EJERCICIO 1:
Escribe, sin cambiar nada, todo el fragmento del texto sobre las navidades y los libros que va desde "Se escapa después" hasta "una niña traviesa.".
EJERCICIO 2:
Responde a estas preguntas con datos del texto sobre las navidades y los libros:
(a) ¿Qué se llevan con ellas las hojas del prólogo?
(b) ¿Qué nudo eligen los que aman el horizonte?
(c) ¿Cómo es el retrato que siempre aparece en las solapas?
EJERCICIO 3:
Prosigue el texto sobre las navidades y los libros a partir de su última oración.

TEXTO DE LECTURA:
○ ○ ○ ○ ○ ○ ○

Las navidades me desencuadernan. Se me
va el pegamento de las ilusiones. Y los lomos y las hojas se
independizan y emprenden viajes separados. Será tu voz, será el
licor...
Las personas y los libros enseñamos
primero la portada, la contraportada y esa sinopsis de lo mejor que
tenemos en apenas seis o siete líneas. Abigarramos esa fachada
exterior con imágenes sugerentes y colores vivos. En las solapas
siempre hay un retrato en blanco y negro, como aquel semanario
gráfico que termino siendo en color.
Las hojas del prólogo salen volando
casi las primeras. Se llevan con ellas las dedicatorias y los
agradecimientos. Lo que el libro pretendía al ser escrito o la
persona al ser vivida. Son páginas que leímos y vivimos rápido,
ansiosos por entrar en la aventura.
Luego se desparrama por el suelo el
planteamiento. La presentación de los personajes, la puesta en
situación de las circunstancias que los unen o los separan, nuestros
precedentes, antecedentes, nuestros pasados pasados y nuestros
pasados presentes. Los anhelos y las esperanzas, los errores que nos
lastran y los aciertos que nos arrastran, los protagonistas que
siempre serán secundarios y los figurantes que nos marcarán para
siempre. Todo esparcido por el piso.
Se escapa después el nudo. El nudo
para los que son de alta cuna, suele ser doble windsor. Los que aman
el horizonte optan por el nudo marinero. Los barrocos hacen del nudo
una lazada. Los complejos siempre se deciden por el gordiano. Y la
gente como yo, por el corredizo. En la parte del cuello, demasiadas
veces. Se deshace el nudo y te pisas los cordones, para colmo. Pero
no hay nudo que ate los folios-días, y se alejan empujados por el
viento, revueltos como el pelo de una niña traviesa.

○ ○ ○ ○ ○ ○ ○

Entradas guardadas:
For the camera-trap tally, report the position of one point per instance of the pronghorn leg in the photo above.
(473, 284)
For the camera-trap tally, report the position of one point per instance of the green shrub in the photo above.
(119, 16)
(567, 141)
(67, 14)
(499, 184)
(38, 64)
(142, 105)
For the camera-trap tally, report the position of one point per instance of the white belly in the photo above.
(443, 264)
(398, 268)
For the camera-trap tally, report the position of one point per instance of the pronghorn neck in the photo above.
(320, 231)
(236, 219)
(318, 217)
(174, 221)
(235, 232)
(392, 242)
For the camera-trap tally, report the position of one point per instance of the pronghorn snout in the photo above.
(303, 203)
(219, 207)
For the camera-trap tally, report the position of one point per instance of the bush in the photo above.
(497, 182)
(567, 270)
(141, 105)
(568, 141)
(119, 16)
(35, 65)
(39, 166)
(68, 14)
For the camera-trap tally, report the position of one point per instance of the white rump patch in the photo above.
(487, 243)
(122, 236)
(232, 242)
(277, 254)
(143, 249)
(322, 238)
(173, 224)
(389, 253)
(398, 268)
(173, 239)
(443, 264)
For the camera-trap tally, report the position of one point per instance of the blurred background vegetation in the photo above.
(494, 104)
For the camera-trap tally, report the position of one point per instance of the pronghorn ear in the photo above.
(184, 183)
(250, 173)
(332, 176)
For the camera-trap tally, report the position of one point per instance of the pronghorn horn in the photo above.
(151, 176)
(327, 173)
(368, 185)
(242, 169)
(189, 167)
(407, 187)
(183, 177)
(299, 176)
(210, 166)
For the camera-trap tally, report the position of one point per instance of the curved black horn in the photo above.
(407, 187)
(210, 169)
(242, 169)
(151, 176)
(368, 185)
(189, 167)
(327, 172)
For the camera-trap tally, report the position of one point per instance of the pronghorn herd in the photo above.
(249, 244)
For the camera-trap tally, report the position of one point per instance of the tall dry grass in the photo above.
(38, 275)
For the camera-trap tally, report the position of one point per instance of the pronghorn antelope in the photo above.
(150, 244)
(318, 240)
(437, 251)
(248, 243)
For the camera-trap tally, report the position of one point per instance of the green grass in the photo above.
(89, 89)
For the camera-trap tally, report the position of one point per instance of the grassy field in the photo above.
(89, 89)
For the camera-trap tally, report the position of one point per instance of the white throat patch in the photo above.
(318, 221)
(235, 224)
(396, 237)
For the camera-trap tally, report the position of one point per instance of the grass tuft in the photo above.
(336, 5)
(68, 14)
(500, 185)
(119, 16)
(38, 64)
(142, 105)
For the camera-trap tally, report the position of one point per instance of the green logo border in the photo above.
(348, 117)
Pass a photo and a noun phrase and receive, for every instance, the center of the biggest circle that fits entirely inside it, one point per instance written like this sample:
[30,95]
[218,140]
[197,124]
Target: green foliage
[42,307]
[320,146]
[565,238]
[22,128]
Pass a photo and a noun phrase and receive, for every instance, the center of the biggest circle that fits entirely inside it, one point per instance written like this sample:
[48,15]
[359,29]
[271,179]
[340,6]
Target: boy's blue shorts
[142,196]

○ ○ ○ ○ ○ ○ ○

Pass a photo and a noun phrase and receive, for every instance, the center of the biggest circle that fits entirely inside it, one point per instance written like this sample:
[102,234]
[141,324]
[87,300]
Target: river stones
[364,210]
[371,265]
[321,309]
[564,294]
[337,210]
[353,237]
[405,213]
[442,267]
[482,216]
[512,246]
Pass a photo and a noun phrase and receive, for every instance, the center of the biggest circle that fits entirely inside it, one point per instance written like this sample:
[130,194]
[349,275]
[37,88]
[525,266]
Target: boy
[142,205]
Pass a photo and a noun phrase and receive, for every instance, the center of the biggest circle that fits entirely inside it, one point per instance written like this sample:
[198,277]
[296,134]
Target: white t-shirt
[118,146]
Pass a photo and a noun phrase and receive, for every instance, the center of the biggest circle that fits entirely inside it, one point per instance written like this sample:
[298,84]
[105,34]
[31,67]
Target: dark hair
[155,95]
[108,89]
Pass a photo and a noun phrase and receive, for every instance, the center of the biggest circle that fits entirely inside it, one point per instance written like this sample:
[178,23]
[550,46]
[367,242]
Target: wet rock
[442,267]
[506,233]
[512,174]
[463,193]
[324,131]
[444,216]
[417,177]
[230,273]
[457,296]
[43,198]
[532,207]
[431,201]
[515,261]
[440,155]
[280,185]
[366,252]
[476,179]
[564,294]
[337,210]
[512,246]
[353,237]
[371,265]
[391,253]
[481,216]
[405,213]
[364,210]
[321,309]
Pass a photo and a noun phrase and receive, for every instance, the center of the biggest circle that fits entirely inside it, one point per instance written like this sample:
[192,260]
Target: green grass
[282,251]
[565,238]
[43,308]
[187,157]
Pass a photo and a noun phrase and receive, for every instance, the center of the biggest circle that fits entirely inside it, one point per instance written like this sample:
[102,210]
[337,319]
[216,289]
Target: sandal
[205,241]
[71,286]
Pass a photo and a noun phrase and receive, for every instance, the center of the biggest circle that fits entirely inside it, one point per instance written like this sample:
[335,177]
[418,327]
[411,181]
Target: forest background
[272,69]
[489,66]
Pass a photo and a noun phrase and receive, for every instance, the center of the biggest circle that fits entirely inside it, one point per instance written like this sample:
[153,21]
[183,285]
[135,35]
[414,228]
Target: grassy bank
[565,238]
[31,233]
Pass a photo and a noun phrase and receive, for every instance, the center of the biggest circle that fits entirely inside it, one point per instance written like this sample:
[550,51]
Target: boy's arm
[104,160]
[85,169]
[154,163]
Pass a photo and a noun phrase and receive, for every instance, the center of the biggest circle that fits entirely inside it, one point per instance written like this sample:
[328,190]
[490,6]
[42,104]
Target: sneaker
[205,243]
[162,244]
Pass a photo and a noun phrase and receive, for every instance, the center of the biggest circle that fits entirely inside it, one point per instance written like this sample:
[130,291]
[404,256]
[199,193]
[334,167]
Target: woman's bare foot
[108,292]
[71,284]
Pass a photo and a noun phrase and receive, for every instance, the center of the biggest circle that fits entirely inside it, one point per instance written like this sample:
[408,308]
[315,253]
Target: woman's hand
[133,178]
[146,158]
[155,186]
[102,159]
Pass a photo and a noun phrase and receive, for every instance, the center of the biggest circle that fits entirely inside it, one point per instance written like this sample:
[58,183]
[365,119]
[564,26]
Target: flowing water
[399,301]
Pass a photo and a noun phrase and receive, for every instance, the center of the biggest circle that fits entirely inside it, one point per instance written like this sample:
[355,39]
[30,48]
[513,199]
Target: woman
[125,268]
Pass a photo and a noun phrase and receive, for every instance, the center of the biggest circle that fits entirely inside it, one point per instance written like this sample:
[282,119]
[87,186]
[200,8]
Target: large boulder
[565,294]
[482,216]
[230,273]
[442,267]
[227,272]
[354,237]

○ ○ ○ ○ ○ ○ ○

RESPUESTA 1:
Se escapa después el nudo. El nudo
para los que son de alta cuna, suele ser doble windsor. Los que aman
el horizonte optan por el nudo marinero. Los barrocos hacen del nudo
una lazada. Los complejos siempre se deciden por el gordiano. Y la
gente como yo, por el corredizo. En la parte del cuello, demasiadas
veces. Se deshace el nudo y te pisas los cordones, para colmo. Pero
no hay nudo que ate los folios-días, y se alejan empujados por el
viento, revueltos como el pelo de una niña traviesa.

RESPUESTA 2:
(a) Las dedicatorias y los agradecimientos.
(b) El nudo marinero.
(c) En blanco y negro.

RESPUESTA 3:
Y el desenlace se acaba desenlazando,
que el desenlazador que lo desenlace, buen desenlazador será, y caen
en cascada las consecuencias, con secuencias a cámara lenta y con
secuencias a lo Benny Hill, que a como culminan las vidas y los
libros en ocasiones solo le falta esa músiquilla ratonera y alguien
que te dé palmaditas en la coronilla. Lo atado y bien atado termina
matado y bien matado, que como un insecticida, en los desenlaces nos
matan bien muertos.
Todo termina girando en un tormado,
desencajado. Hay una hoguera para cada libro blasfemo y una blasfemia
para cada vida en la hoguera. Lo escrito y lo vivido, lo proscrito y
lo bebido, lo prescrito y lo sabido, todo hecho un amasijo con las
hojas secas y los celofanes de las cajetillas que se dejan caer en la
acera, polvoriento o húmedo según la climatología. Inservible, en
cualquier caso.
He vuelto a beber como terapia y,
mientras me sirvo dos dedos de mi irlandés favorito, la vista se me
posa y se reposa en el lomo de un libro que nunca alcanzo a leer.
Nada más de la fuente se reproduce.